*Exercise instructions*: Give back each entry word for word, but drop the images.

—————

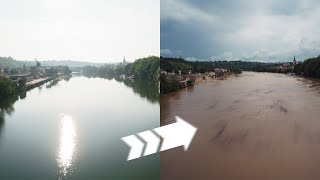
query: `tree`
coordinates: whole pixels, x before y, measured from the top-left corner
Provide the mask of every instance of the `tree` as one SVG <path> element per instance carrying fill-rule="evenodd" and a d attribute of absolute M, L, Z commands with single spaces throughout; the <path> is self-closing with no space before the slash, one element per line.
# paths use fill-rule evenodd
<path fill-rule="evenodd" d="M 296 74 L 320 78 L 320 56 L 307 59 L 302 64 L 295 65 L 293 71 Z"/>
<path fill-rule="evenodd" d="M 23 72 L 23 73 L 26 73 L 26 72 L 27 72 L 27 67 L 26 67 L 25 64 L 23 65 L 22 72 Z"/>
<path fill-rule="evenodd" d="M 59 71 L 64 75 L 70 75 L 72 73 L 68 66 L 60 66 Z"/>
<path fill-rule="evenodd" d="M 160 75 L 160 93 L 166 94 L 169 92 L 177 91 L 180 89 L 179 81 L 174 77 L 167 77 L 166 75 Z"/>
<path fill-rule="evenodd" d="M 9 67 L 4 68 L 3 72 L 6 74 L 9 74 L 10 73 Z"/>
<path fill-rule="evenodd" d="M 18 74 L 18 73 L 19 73 L 19 71 L 18 71 L 17 68 L 14 68 L 14 69 L 10 70 L 10 74 Z"/>
<path fill-rule="evenodd" d="M 0 78 L 0 99 L 4 99 L 14 92 L 15 86 L 13 82 L 8 78 Z"/>
<path fill-rule="evenodd" d="M 26 85 L 26 79 L 22 78 L 18 81 L 19 88 L 23 88 Z"/>

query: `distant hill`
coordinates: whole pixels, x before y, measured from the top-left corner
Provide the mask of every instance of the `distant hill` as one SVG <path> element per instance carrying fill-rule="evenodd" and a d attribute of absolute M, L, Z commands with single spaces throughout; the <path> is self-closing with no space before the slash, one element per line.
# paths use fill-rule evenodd
<path fill-rule="evenodd" d="M 182 58 L 160 57 L 160 68 L 167 72 L 178 72 L 187 74 L 189 70 L 192 72 L 210 72 L 215 68 L 225 68 L 232 71 L 258 71 L 269 72 L 283 63 L 263 63 L 250 61 L 187 61 Z"/>
<path fill-rule="evenodd" d="M 69 67 L 84 67 L 84 66 L 103 66 L 105 63 L 92 63 L 92 62 L 83 62 L 83 61 L 71 61 L 71 60 L 48 60 L 48 61 L 40 61 L 43 66 L 69 66 Z"/>
<path fill-rule="evenodd" d="M 84 67 L 84 66 L 102 66 L 104 63 L 92 63 L 92 62 L 82 62 L 82 61 L 71 61 L 71 60 L 47 60 L 47 61 L 39 61 L 42 66 L 69 66 L 69 67 Z M 23 65 L 26 66 L 35 66 L 35 61 L 19 61 L 15 60 L 12 57 L 0 57 L 0 68 L 4 69 L 6 67 L 12 68 L 18 68 L 23 67 Z"/>
<path fill-rule="evenodd" d="M 23 67 L 23 65 L 31 66 L 35 65 L 35 62 L 24 62 L 24 61 L 17 61 L 13 59 L 12 57 L 0 57 L 0 68 L 4 69 L 6 67 L 12 68 L 18 68 Z"/>

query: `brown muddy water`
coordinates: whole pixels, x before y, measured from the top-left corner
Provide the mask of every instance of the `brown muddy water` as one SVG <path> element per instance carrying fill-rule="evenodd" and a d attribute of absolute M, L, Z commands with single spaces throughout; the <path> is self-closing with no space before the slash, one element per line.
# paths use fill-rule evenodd
<path fill-rule="evenodd" d="M 244 72 L 161 96 L 161 125 L 198 127 L 161 153 L 162 180 L 320 179 L 320 82 Z M 179 133 L 179 132 L 177 132 Z"/>

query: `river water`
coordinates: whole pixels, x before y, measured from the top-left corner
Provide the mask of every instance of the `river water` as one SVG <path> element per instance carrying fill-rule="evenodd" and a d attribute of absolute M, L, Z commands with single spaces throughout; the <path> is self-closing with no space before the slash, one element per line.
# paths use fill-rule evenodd
<path fill-rule="evenodd" d="M 148 83 L 76 76 L 0 109 L 0 179 L 159 179 L 159 155 L 127 162 L 120 140 L 160 125 Z"/>
<path fill-rule="evenodd" d="M 161 179 L 320 179 L 320 83 L 244 72 L 161 96 L 161 124 L 198 127 L 161 153 Z M 179 132 L 177 132 L 179 133 Z"/>

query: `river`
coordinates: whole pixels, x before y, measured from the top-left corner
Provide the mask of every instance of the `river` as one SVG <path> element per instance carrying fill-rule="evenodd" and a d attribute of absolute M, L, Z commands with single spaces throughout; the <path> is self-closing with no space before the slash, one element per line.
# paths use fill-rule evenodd
<path fill-rule="evenodd" d="M 318 80 L 244 72 L 163 95 L 160 113 L 198 127 L 161 153 L 161 179 L 320 179 Z"/>
<path fill-rule="evenodd" d="M 159 127 L 159 106 L 148 83 L 83 76 L 11 97 L 0 104 L 0 179 L 159 179 L 159 154 L 128 162 L 120 140 Z"/>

—————

*Result below*:
query: `tree`
coordinates: whole pixels, x before y, measured from the top-left corner
Provide the mask of every instance of the `tree` as one SVG <path> element per instance carrying fill-rule="evenodd" and a d attribute of absolute M, L, Z commands with single spaces throughout; the <path> is self-closing with no space before the slash, one element per line.
# paths use fill-rule evenodd
<path fill-rule="evenodd" d="M 296 74 L 320 78 L 320 56 L 307 59 L 302 64 L 295 65 L 293 71 Z"/>
<path fill-rule="evenodd" d="M 23 72 L 23 73 L 26 73 L 26 72 L 27 72 L 27 67 L 26 67 L 25 64 L 23 65 L 22 72 Z"/>
<path fill-rule="evenodd" d="M 59 71 L 64 75 L 70 75 L 72 73 L 68 66 L 60 66 Z"/>
<path fill-rule="evenodd" d="M 160 75 L 160 93 L 166 94 L 169 92 L 177 91 L 180 89 L 179 81 L 174 77 L 167 77 L 166 75 Z"/>
<path fill-rule="evenodd" d="M 9 67 L 4 68 L 3 72 L 6 74 L 9 74 L 10 73 Z"/>
<path fill-rule="evenodd" d="M 18 74 L 18 73 L 19 73 L 19 71 L 18 71 L 17 68 L 14 68 L 14 69 L 10 70 L 10 74 Z"/>
<path fill-rule="evenodd" d="M 0 78 L 0 99 L 4 99 L 14 92 L 15 86 L 13 82 L 8 78 Z"/>
<path fill-rule="evenodd" d="M 26 85 L 26 79 L 22 78 L 18 81 L 19 88 L 23 88 Z"/>

query: `distant hill`
coordinates: whole pixels, x before y, measured from the top-left corner
Provide the mask of every instance of the `distant hill` as one SVG <path> element per instance carrying fill-rule="evenodd" and a d attribute of absolute M, L, Z commands with single spaces throughout; the <path> is self-closing with no space before the slash, one element per line.
# paths use fill-rule evenodd
<path fill-rule="evenodd" d="M 182 58 L 160 57 L 160 68 L 167 72 L 178 72 L 187 74 L 189 70 L 192 72 L 210 72 L 215 68 L 225 68 L 232 71 L 258 71 L 269 72 L 283 63 L 263 63 L 250 61 L 187 61 Z"/>
<path fill-rule="evenodd" d="M 69 67 L 84 67 L 84 66 L 103 66 L 105 63 L 92 63 L 92 62 L 83 62 L 83 61 L 71 61 L 71 60 L 48 60 L 48 61 L 40 61 L 43 66 L 69 66 Z"/>
<path fill-rule="evenodd" d="M 84 67 L 84 66 L 102 66 L 104 63 L 92 63 L 92 62 L 82 62 L 82 61 L 71 61 L 71 60 L 47 60 L 47 61 L 39 61 L 42 66 L 69 66 L 69 67 Z M 23 65 L 26 66 L 35 66 L 35 61 L 19 61 L 15 60 L 12 57 L 0 57 L 0 68 L 4 69 L 6 67 L 12 68 L 18 68 L 23 67 Z"/>
<path fill-rule="evenodd" d="M 23 67 L 23 65 L 31 66 L 35 65 L 35 62 L 24 62 L 24 61 L 17 61 L 13 59 L 12 57 L 0 57 L 0 68 L 4 69 L 6 67 L 12 68 L 18 68 Z"/>

query: `brown muddy water`
coordinates: whole pixels, x before y, measured from the top-left corner
Provide the mask of every instance of the `brown muddy water` as one SVG <path> element per instance carrying fill-rule="evenodd" and a d attribute of absolute M, L, Z commands with single spaces throughout; the <path> is self-closing with no space before the slash, one element per line.
# paths use fill-rule evenodd
<path fill-rule="evenodd" d="M 244 72 L 161 96 L 161 125 L 198 127 L 161 153 L 162 180 L 320 179 L 320 82 Z M 179 133 L 179 132 L 177 132 Z"/>

query: `river water`
coordinates: whole pixels, x before y, measured from the top-left corner
Provide the mask of every instance of the `river water` as one SVG <path> element per instance carrying fill-rule="evenodd" and a d attribute of absolute M, L, Z commands with single spaces throughout; the <path> is self-closing with no space before the slash, one element per line.
# paths use fill-rule evenodd
<path fill-rule="evenodd" d="M 148 83 L 76 76 L 0 109 L 0 179 L 159 179 L 159 155 L 127 162 L 120 140 L 160 125 Z"/>
<path fill-rule="evenodd" d="M 161 179 L 320 179 L 320 83 L 244 72 L 161 96 L 161 124 L 198 127 L 161 153 Z M 179 132 L 177 132 L 179 133 Z"/>

query: `river`
coordinates: whole pixels, x before y, measured from the top-left corner
Provide the mask of every instance of the `river` as one SVG <path> element per instance carrying fill-rule="evenodd" and a d attribute of absolute M, L, Z commands with single spaces throughout; the <path> is self-closing with no space before the slash, one element per line.
# paths use fill-rule evenodd
<path fill-rule="evenodd" d="M 318 80 L 244 72 L 163 95 L 160 113 L 198 127 L 161 153 L 161 179 L 320 179 Z"/>
<path fill-rule="evenodd" d="M 159 127 L 159 106 L 148 83 L 83 76 L 11 97 L 0 104 L 0 179 L 159 179 L 159 154 L 128 162 L 120 140 Z"/>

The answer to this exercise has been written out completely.